■ **Records for processing**:
** start **

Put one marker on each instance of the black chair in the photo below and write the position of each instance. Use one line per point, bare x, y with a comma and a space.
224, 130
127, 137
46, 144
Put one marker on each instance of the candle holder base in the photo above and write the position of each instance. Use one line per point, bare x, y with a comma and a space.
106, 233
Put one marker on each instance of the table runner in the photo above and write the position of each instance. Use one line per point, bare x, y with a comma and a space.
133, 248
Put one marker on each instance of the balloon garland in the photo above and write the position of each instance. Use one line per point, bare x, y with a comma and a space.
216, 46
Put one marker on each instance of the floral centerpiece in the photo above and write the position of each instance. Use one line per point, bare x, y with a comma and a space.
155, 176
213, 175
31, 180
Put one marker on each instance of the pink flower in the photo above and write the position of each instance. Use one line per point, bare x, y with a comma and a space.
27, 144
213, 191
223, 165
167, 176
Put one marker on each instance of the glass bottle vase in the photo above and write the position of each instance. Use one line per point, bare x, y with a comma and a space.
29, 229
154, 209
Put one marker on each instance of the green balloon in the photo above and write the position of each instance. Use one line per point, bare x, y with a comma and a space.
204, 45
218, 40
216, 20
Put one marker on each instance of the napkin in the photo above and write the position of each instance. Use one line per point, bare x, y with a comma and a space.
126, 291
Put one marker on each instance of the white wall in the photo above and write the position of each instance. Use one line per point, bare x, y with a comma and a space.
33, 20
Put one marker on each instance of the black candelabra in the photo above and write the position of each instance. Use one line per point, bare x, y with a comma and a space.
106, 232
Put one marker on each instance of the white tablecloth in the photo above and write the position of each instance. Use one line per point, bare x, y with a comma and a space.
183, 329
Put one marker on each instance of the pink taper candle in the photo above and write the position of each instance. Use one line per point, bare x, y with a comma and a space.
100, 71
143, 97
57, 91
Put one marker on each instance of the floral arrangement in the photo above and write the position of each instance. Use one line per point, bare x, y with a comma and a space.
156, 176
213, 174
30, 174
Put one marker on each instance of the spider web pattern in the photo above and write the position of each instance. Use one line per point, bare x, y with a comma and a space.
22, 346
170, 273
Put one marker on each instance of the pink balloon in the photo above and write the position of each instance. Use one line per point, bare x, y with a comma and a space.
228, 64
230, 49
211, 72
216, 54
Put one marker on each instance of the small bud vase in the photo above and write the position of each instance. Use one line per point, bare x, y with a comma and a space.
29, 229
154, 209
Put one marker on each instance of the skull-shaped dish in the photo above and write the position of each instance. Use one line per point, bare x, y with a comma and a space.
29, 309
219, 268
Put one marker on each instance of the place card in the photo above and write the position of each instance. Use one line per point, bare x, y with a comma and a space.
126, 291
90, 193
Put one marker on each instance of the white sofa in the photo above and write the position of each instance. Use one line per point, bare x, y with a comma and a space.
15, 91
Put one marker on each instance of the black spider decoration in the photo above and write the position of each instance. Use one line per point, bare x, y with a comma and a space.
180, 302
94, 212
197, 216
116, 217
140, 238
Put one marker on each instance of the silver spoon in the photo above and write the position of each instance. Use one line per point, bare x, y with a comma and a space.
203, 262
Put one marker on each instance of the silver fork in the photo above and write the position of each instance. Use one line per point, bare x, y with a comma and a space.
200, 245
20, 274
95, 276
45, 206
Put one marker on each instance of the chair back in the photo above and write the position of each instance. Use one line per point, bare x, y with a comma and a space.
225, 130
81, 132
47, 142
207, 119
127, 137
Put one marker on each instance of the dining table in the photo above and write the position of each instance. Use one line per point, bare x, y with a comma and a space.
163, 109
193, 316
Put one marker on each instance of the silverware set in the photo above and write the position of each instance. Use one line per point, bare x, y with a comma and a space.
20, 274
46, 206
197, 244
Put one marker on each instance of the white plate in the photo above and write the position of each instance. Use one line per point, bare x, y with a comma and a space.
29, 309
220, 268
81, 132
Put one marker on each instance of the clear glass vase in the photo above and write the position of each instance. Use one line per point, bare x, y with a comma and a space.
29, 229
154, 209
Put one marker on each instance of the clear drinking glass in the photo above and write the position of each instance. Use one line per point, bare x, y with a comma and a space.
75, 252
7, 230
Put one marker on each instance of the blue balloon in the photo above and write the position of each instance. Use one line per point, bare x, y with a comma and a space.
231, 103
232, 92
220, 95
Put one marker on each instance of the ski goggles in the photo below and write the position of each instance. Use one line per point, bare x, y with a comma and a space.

** end **

■ **To do**: Print the whole listing exactly as it is.

■ **Answer in full**:
Put one marker on each instance of the black chair in the photo below and write the position of each instance. Use one line per point, bare x, y with a comma and a space.
224, 130
127, 137
46, 144
Put one marker on each instance of the candle holder base in the photo above and write the position of each instance. Use one line per point, bare x, y with a comma and a space.
106, 233
Put one marker on each instance of the table runner in the photo above and write the position of each instance. Use one line per point, bare x, y with a comma and a space.
133, 248
Put one marker on each instance of the balloon garland in the photo above and write the position of each instance. Use one line per point, bare x, y with a comma and a space.
216, 46
Put one marker on each instance of the floral centerpiece in the photo above and write the position of each instance. Use one line per point, bare x, y with a comma and a space.
155, 176
213, 175
31, 180
Put one marker on each instance of the pink flower in the photo above and write the position of each instance. Use one line per point, bare x, y with a comma and a space.
27, 144
213, 191
223, 165
167, 176
Put one marker on each instance of the glass bottle vase in the photo above and write the position of each instance. Use one line per point, bare x, y with a comma and a space.
29, 229
154, 209
Put one marker on each instance of the green balloon in the photo above and write the position of each instance. Use one line per point, bare x, y with a comma and a space.
204, 45
218, 40
216, 20
Put one marker on each instance of the napkin in the photo above and write the position of each instance. Use one line per point, bare x, y with a comma and a space.
126, 291
Put one marker on each instance of the white wall in the photo above and write the position of each instance. Use one line per point, bare x, y with a comma and a space.
33, 20
Put one marker on each instance of the black candelabra in the photo above and write the position of each instance. Use one line per point, bare x, y with a comma and a space.
106, 232
Put one marker on each instance of the white tablecloth in the photo above and write the position of each instance. Use one line per point, bare x, y with a comma and a space.
183, 329
Put one marker on each instance of the pink taper candle in the photo above and write the position of each instance. Use one line per point, bare x, y with a comma and a space.
100, 71
143, 97
57, 91
Put one marker on each instance of the floral arrangement in the photo above and write the position of each instance. Use one line per point, bare x, y with a comma and a space.
156, 176
213, 174
30, 174
Put one marker on each instance of the spider web pattern in the photo above and write the position of each instance. Use one line per point, bare x, y with a comma and a space.
22, 346
170, 273
Put one marker on each instance of the pink balloon in the photo above and write the position of each instance. Use one line per point, bare x, y with a comma and a space.
228, 64
230, 49
211, 72
216, 54
Put one marker on each instance of the small bud vase in the photo above and write the position of each instance. Use one line per point, bare x, y with a comma and a space.
29, 229
154, 209
Put one marker on each instance of the skull-shaped dish in the photo above and write the position of each instance. Use one line per point, bare x, y with a comma and a space.
29, 309
219, 268
Put one marker on each instance of the place card in the photo above and write the position of each instance. Use one line per point, bare x, y with a comma and a space.
126, 291
90, 193
Put one marker on each instance of the white sofa in the photo above and write the position of each instance. Use one line per point, bare x, y with a comma and a space.
15, 91
Put one marker on each instance of the black spider decoration in the photo above and write the position of each instance. Use one line per point, bare x, y with a comma and a space.
180, 302
94, 212
197, 216
116, 217
140, 238
Put one marker on each instance of the silver spoon in the photo above and write the position of each instance. Use one line per point, bare x, y with a comma and a space.
203, 262
Put one marker on each instance of the silver fork in the photo above and write the position of each instance. Use one line per point, bare x, y with a comma and a space.
200, 245
20, 274
95, 276
45, 206
Put one marker on each instance of the chair back in the photo above and write the position of each instance. Use one line per point, bare x, y with a comma and a space.
225, 130
81, 132
47, 142
207, 119
127, 137
Put one marker on each instance of the dining table in the photo above and write the position of each instance. Use one line per point, bare x, y with a comma and a space.
163, 109
193, 316
Put one marker on each instance of the silverware set in the photo above and write the position of each instance. Use one line per point, bare x, y with a comma and a space.
20, 274
46, 206
197, 244
Put one marker on each instance of the white plate in the photo above and write the position of each instance. Use one line per point, bare x, y with a comma and a space.
29, 309
220, 268
81, 132
Put one marker on each instance of the clear glass vase in the photo above and write the position of each instance. Use one line per point, bare x, y with a comma and a space.
29, 229
154, 209
Put one marker on each instance of the clear drinking glass in the photo above and write the position of each instance. Use one line per point, bare x, y with a comma and a space.
75, 252
7, 230
Put one marker on each instance of the blue balloon in the photo above and write the position of each instance. Use one line per point, bare x, y with a comma and a space.
231, 103
232, 92
220, 95
Put one marker on each instance of the ski goggles in the photo below and write the position of each instance. Use one line per point, bare x, y with a comma and a space.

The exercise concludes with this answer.